Essa “poluição” com dados gerados por IA faz com que os modelos adquiram uma percepção distorcida da realidade. Embora os pesquisadores tenham tentado contornar esse problema, treinando os modelos para evitar muitas respostas repetidas com frequência, o colapso ainda ocorria. Como forma de evitar a repetição, eles começavam a inventar respostas erradas.
“Há muitos outros aspectos que levarão a implicações mais sérias, como discriminação baseada em gênero, etnia ou outros atributos sensíveis”, disse Shumailov, especialmente se a IA generativa aprender com o tempo a reproduzir, por exemplo, uma única etnia em suas respostas, enquanto “esquece” que outras existem.
Vale destacar que esse fenômeno é diferente do “esquecimento catastrófico“, em que os modelos perdem informações aprendidas anteriormente. Em contrapartida, o colapso do modelo envolvem modelos com interpretação equivocada da realidade com base em crenças reforçadas.
De acordo com pesquisadores, mesmo que 10% dos dados originais de autoria humana sejam usados para treinar o modelo nas gerações subsequentes, “o colapso do modelo ainda acontece, mas não tão rapidamente”, comenta Shumailov.
Implicações significativas para o campo da IA
De fato, essas descobertas têm implicações significativas para o campo da inteligência artificial, incluindo as empresas que buscam monetizar com ela, especialmente a médio e longo prazo, e enfatizam a necessidade de metodologias aprimoradas para manter a integridade dos modelos generativos a longo prazo.

........

◆ SEU OBJETIVO: Transcreva do texto acima sobre o colapso de modelos de IA tudo o que vai de "Vale destacar que" até "a longo prazo.". As entradas não são usadas aqui.

[Entradas da coleção]
........

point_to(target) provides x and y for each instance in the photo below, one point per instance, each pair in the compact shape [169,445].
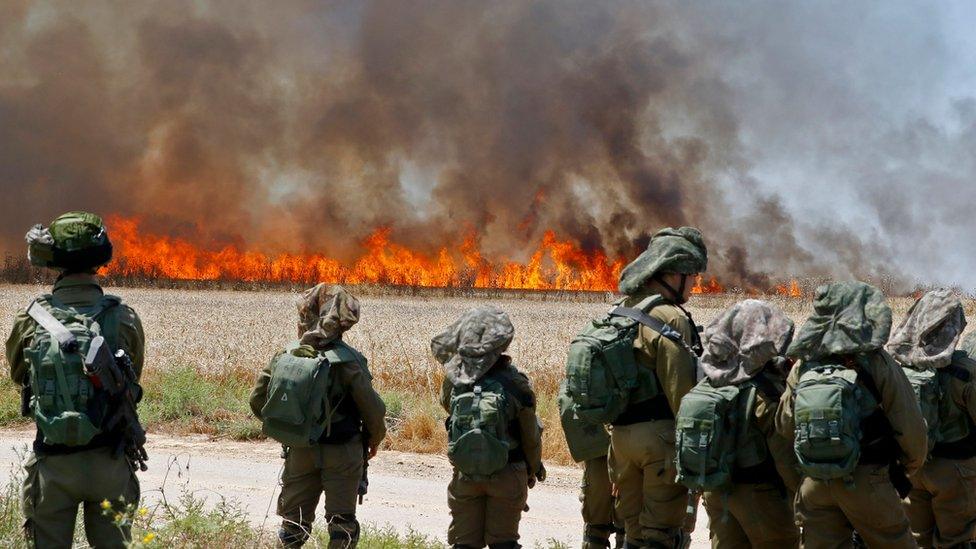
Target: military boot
[343,531]
[597,536]
[292,536]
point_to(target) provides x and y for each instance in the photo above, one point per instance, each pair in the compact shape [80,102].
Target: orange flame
[791,290]
[711,287]
[554,265]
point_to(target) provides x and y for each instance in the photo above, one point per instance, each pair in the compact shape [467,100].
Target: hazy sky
[827,138]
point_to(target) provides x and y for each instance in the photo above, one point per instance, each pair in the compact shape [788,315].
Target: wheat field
[205,347]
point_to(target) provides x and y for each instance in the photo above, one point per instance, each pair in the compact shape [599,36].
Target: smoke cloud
[805,140]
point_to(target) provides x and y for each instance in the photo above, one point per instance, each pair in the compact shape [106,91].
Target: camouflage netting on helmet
[929,334]
[670,251]
[743,339]
[324,313]
[75,242]
[848,318]
[470,346]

........

◆ CAMPO DE RESPOSTA:
Vale destacar que esse fenômeno é diferente do “esquecimento catastrófico“, em que os modelos perdem informações aprendidas anteriormente. Em contrapartida, o colapso do modelo envolvem modelos com interpretação equivocada da realidade com base em crenças reforçadas.
De acordo com pesquisadores, mesmo que 10% dos dados originais de autoria humana sejam usados para treinar o modelo nas gerações subsequentes, “o colapso do modelo ainda acontece, mas não tão rapidamente”, comenta Shumailov.
Implicações significativas para o campo da IA
De fato, essas descobertas têm implicações significativas para o campo da inteligência artificial, incluindo as empresas que buscam monetizar com ela, especialmente a médio e longo prazo, e enfatizam a necessidade de metodologias aprimoradas para manter a integridade dos modelos generativos a longo prazo.